:: EXERCISE DESCRIPTION ::
Your task is to write out the lines from the line containing "In this photo, each instance of the green container" through the last line of the material, exactly.

:: MATERIAL ::
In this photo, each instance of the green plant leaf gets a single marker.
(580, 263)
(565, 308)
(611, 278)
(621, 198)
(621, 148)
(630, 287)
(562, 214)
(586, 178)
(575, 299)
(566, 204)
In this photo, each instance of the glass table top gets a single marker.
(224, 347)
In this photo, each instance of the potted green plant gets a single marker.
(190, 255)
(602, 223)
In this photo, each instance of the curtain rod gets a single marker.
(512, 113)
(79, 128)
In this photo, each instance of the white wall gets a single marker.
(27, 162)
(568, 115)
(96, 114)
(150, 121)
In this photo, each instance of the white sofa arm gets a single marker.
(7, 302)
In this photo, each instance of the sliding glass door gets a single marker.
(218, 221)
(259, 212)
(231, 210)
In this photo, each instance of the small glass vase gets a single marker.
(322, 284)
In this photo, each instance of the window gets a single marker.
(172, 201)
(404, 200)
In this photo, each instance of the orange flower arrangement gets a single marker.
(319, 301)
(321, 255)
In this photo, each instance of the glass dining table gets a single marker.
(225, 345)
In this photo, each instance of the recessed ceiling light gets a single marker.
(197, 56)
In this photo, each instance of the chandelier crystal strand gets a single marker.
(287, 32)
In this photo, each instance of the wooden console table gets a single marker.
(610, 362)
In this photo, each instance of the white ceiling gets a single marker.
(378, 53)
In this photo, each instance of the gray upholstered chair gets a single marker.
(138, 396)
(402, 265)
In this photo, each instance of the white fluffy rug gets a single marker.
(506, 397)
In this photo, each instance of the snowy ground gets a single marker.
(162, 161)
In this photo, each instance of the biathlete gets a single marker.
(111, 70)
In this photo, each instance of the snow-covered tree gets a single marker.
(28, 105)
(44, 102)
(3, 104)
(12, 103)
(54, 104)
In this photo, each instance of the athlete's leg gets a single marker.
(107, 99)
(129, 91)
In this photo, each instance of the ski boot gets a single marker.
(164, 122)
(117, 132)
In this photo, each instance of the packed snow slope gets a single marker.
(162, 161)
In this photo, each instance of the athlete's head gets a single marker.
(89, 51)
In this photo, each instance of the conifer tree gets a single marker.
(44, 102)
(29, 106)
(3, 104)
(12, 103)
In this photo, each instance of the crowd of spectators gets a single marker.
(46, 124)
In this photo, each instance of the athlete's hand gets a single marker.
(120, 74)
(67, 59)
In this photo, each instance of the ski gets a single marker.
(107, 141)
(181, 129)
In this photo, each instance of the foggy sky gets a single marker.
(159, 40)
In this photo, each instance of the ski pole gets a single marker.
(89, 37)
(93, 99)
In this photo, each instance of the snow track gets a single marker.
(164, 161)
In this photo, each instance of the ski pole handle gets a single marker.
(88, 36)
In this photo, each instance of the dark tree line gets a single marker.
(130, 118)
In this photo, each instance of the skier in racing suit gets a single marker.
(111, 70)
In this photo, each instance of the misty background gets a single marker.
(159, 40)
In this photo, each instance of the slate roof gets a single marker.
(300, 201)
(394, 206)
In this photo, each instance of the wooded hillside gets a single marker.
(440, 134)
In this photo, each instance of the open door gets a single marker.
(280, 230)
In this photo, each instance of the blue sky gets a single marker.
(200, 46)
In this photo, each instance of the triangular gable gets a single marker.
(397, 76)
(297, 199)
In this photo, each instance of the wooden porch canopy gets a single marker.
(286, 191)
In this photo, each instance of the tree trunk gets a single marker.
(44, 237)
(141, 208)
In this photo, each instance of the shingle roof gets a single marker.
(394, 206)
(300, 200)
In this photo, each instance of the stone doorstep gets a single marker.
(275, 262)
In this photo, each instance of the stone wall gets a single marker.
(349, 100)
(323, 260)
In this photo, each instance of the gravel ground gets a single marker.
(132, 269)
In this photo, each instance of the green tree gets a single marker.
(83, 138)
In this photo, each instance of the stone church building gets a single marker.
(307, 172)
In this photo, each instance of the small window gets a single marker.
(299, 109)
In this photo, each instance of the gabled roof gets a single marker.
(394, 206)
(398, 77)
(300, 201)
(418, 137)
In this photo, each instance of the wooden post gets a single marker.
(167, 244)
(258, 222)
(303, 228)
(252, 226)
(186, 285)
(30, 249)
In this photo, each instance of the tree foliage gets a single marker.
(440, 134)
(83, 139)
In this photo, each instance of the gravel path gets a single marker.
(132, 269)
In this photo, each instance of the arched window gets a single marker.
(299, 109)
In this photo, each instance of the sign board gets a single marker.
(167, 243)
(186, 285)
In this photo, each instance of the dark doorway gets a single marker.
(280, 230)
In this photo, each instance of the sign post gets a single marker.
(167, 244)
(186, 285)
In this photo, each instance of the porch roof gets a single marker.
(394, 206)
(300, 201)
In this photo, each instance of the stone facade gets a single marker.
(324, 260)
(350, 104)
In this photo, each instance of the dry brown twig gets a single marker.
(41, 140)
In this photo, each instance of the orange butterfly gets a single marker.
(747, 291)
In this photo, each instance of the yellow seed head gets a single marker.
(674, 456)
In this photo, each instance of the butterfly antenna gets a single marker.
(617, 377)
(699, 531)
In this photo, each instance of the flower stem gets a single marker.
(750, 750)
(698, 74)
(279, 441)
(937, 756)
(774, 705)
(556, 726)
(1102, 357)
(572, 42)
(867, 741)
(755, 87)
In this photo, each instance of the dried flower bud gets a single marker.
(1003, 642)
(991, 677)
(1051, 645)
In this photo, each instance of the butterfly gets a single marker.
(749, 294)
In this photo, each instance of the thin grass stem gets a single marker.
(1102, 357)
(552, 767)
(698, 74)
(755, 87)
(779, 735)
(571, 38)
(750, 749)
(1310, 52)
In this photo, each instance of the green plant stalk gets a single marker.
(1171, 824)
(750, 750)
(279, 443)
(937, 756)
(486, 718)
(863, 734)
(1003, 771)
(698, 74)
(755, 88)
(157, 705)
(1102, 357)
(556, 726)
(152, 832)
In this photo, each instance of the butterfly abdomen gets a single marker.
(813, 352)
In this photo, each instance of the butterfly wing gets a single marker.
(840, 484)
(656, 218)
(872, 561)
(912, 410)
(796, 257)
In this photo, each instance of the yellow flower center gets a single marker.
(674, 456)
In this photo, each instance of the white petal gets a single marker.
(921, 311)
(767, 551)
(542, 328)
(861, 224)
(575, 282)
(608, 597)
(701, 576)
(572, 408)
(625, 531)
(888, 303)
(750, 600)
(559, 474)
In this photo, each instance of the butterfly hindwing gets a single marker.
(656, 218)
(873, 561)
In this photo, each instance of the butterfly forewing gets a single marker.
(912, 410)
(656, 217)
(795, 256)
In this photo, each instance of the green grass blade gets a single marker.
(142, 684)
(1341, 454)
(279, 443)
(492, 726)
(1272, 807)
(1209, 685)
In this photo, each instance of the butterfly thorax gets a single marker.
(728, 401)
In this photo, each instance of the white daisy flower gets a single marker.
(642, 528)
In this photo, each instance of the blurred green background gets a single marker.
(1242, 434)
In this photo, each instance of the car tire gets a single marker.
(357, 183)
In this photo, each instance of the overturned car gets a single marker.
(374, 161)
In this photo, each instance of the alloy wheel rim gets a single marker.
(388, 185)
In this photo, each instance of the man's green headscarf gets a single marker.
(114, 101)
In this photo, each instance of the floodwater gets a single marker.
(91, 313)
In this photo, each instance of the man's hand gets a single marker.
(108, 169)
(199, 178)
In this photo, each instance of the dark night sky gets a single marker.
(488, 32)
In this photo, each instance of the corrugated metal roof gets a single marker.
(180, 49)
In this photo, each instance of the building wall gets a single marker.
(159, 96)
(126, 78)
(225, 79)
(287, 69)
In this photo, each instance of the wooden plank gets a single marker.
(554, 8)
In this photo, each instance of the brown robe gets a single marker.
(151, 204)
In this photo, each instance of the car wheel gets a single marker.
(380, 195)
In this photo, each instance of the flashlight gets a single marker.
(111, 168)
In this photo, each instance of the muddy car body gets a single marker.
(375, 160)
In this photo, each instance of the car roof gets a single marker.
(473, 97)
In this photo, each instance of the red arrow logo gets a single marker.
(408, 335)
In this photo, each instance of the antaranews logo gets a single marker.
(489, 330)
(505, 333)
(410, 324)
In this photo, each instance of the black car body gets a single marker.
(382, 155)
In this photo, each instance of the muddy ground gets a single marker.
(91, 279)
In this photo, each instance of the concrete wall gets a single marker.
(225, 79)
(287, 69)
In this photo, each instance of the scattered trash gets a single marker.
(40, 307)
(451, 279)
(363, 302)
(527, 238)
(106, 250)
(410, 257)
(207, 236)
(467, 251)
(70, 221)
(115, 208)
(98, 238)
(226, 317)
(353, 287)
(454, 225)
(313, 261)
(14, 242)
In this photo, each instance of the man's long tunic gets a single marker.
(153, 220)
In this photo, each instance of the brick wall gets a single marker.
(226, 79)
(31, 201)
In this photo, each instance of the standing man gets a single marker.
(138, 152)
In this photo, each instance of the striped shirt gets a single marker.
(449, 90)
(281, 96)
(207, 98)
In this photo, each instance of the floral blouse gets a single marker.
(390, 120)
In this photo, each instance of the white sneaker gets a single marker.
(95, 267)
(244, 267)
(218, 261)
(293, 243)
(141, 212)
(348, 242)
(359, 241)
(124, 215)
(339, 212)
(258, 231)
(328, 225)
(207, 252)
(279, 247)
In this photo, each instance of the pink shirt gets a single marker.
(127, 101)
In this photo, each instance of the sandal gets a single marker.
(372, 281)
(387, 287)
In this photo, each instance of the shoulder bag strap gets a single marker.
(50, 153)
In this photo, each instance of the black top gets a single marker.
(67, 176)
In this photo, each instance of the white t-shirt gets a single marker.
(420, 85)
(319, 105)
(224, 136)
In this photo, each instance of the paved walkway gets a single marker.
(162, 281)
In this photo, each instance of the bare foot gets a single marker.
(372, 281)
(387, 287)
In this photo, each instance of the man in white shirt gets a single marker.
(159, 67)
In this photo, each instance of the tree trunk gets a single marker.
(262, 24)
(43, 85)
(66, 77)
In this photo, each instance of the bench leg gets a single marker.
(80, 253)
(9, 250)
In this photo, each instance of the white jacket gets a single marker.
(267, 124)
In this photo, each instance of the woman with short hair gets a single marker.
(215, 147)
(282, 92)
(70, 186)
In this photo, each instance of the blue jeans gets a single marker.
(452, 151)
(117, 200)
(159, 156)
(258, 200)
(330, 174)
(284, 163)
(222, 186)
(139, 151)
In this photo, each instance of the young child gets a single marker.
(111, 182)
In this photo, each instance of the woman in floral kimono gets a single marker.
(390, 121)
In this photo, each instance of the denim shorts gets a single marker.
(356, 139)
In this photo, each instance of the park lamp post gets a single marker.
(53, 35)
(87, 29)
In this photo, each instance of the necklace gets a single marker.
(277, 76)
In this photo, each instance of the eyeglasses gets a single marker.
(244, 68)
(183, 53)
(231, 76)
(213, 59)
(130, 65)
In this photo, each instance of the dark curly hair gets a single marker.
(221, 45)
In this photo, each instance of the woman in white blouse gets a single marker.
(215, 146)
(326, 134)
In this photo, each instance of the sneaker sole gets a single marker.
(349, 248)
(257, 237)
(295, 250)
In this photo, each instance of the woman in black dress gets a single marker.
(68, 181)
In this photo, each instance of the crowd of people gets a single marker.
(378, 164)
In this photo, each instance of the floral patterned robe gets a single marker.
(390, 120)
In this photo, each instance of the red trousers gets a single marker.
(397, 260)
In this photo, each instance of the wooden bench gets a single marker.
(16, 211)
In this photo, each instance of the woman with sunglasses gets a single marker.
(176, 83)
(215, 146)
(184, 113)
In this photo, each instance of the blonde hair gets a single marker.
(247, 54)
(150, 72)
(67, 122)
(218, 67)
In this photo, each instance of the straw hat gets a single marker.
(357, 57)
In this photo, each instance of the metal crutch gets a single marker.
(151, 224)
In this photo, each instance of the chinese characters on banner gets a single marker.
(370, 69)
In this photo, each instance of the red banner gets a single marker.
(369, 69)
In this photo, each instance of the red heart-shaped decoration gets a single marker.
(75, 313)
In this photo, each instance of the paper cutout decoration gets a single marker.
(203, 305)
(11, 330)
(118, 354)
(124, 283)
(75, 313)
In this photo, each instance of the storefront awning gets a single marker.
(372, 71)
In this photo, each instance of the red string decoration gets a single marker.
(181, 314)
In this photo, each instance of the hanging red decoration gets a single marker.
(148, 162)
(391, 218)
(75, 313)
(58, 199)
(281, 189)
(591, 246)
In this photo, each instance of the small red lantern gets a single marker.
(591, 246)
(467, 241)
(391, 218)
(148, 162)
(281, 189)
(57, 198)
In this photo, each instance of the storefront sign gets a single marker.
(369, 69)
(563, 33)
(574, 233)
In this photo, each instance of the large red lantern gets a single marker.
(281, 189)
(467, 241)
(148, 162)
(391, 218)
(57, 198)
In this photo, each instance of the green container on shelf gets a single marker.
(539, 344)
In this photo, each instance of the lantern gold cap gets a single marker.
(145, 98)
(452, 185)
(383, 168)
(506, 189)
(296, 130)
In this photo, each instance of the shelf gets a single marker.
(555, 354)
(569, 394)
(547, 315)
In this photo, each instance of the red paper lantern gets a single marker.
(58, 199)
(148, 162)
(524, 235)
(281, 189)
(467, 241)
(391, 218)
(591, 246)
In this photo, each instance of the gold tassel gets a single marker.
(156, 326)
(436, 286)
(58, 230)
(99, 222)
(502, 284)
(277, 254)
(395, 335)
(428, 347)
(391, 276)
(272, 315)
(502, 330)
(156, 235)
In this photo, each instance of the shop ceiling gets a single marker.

:: SOLUTION TO THIS PROBLEM ::
In this photo, each instance of the green container on shelf gets a single marker.
(539, 344)
In this photo, each instance of the lantern gold cap gets a single marker.
(145, 98)
(452, 185)
(383, 168)
(506, 189)
(296, 130)
In this photo, each instance of the shelf gets a single marker.
(555, 354)
(569, 394)
(547, 315)
In this photo, each instance of the red paper lantern gets a single marker.
(58, 199)
(148, 162)
(524, 235)
(281, 189)
(467, 241)
(391, 218)
(591, 246)
In this photo, each instance of the gold tassel gets a single marker.
(156, 326)
(436, 286)
(58, 230)
(99, 222)
(502, 284)
(277, 254)
(395, 335)
(428, 347)
(391, 276)
(272, 315)
(502, 330)
(156, 235)
In this photo, each instance of the shop ceiling gets a single marker.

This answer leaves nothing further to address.